- [PASSAGE TO READ]
Thursday, November 29, 2007

The Nanny State Looms Ever More Obese

"FDA Contemplating Crackdown On Salt"---Los Angeles Times, November 29, 2007.

So there it is: Bureaucrats, do-gooders, politicans, and the morally superior have their eyes on salt in processed foods, and next week the ingredients in cookies, and then the recipes for pies made at home from scratch. Talk about an obesity crisis: There is no limit---none whatever---to the meddling in individual choices available to those who believe profoundly in the infinite perfectibility of man; can an exercise requirement be far behind?

And let us not forget that the central justification for such nanny-statism is the public budget for health care: The government (actually, the taxpayers) pays for health care, and so the government has a regulatory interest in individual health. Forget for the moment the fact that the bureaucrats often enough get even the scientific questions wrong, or the larger reality that such judgments inevitably must be politicized. Will this dynamic be reduced if the U.S. moves ever closer to a system of government single-payer health care? Don't bet on it.

- [TASKS AND EXERCISES]
[A] Reproduce the passage on the proposed salt crackdown word for word, from "Thursday, November 29, 2007" down to "be far behind?".
[B] Extend the commentary on the FDA's salt crackdown, picking up right after its final sentence.

- [MATERIAL PROVIDED]

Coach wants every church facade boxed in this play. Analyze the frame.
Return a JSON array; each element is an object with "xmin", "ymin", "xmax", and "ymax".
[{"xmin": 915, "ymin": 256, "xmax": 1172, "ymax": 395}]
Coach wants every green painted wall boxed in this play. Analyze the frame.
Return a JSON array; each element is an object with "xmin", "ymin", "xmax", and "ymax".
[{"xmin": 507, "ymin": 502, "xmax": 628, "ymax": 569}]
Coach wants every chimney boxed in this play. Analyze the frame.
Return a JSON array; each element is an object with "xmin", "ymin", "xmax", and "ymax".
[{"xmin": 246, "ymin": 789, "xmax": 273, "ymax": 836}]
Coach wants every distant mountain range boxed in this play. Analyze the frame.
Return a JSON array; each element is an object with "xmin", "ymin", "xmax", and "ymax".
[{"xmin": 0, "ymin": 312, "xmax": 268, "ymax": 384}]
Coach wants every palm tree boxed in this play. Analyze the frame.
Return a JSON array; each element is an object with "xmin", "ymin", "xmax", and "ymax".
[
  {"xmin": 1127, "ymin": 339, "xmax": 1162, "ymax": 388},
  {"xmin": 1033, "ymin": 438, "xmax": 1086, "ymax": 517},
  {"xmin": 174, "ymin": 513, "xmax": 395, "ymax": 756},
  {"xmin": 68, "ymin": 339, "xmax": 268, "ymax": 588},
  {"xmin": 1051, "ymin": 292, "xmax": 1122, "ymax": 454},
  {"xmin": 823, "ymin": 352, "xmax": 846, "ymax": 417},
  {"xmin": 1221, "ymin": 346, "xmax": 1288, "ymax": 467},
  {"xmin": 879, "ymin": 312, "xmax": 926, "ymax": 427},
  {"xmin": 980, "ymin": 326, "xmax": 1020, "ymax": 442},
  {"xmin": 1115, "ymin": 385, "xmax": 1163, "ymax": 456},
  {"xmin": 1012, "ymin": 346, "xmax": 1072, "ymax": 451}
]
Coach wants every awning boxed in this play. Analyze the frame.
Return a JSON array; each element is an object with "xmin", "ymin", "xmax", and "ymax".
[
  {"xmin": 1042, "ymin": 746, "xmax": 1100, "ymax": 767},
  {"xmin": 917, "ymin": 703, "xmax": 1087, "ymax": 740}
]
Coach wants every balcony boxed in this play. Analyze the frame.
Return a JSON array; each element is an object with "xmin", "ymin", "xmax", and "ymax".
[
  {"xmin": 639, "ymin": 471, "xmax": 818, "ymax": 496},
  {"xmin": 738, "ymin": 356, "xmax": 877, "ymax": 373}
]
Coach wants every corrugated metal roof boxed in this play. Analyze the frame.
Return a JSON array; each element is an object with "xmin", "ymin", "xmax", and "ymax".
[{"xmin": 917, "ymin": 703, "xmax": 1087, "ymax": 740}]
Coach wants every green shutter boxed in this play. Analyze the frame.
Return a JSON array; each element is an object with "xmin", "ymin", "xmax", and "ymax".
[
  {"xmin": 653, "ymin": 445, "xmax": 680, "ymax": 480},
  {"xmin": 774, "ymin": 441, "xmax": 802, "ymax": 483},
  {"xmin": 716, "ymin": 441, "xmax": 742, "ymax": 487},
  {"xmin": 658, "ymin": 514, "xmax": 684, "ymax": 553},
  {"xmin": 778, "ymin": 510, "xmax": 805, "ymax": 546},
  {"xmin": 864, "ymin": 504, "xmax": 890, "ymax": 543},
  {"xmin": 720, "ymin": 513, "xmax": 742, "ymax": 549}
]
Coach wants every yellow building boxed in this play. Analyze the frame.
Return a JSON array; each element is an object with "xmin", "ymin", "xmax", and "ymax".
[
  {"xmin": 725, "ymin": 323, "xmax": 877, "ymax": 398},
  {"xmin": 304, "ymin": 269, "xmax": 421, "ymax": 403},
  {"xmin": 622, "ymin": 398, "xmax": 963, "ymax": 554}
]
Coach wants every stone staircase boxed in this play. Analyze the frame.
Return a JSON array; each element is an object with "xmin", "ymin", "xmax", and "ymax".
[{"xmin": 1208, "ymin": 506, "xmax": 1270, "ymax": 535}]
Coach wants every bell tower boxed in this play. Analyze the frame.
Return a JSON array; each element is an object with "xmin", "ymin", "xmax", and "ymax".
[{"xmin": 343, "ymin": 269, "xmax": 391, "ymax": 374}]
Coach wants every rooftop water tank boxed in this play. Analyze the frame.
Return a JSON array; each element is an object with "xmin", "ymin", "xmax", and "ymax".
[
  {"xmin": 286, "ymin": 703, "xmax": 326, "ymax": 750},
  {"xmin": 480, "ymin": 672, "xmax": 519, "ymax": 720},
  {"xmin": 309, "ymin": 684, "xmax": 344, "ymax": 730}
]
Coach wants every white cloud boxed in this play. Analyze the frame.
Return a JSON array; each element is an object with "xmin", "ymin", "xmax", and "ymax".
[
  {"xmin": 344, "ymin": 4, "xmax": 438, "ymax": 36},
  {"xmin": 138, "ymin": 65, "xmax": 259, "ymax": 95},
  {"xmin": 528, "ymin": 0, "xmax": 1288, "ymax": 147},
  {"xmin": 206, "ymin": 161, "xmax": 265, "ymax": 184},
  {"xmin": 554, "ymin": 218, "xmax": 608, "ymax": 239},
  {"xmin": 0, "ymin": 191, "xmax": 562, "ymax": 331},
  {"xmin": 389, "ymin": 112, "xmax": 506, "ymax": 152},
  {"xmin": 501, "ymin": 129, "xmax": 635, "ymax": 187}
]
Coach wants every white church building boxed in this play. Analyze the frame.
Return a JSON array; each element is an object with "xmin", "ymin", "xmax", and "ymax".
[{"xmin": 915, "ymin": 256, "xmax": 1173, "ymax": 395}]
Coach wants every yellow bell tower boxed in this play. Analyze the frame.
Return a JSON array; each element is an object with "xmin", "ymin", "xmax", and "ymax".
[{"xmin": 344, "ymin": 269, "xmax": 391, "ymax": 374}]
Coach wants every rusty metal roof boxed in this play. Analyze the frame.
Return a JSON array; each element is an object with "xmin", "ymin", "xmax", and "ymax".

- [WRITTEN ANSWERS]
[A]
Thursday, November 29, 2007

The Nanny State Looms Ever More Obese

"FDA Contemplating Crackdown On Salt"---Los Angeles Times, November 29, 2007.

So there it is: Bureaucrats, do-gooders, politicans, and the morally superior have their eyes on salt in processed foods, and next week the ingredients in cookies, and then the recipes for pies made at home from scratch. Talk about an obesity crisis: There is no limit---none whatever---to the meddling in individual choices available to those who believe profoundly in the infinite perfectibility of man; can an exercise requirement be far behind?

[B]
[cross-posted from www.medicalprogresstoday.com/blog/]

1 comment:

  1. Quite so, Dr. Zycher. I enjoyed riding my wee motorcycle about, but then California instituted a mandatory helmet law---either for my own well-being or because if I sustained a head injury in a crash, the state might be on the hook for my medical bills if I were uninsured, and scrambled brains put a hurt on the public trust.

    Me, I gave up the bike, because it wasn't any fun anymore. Another problem solved by legislation.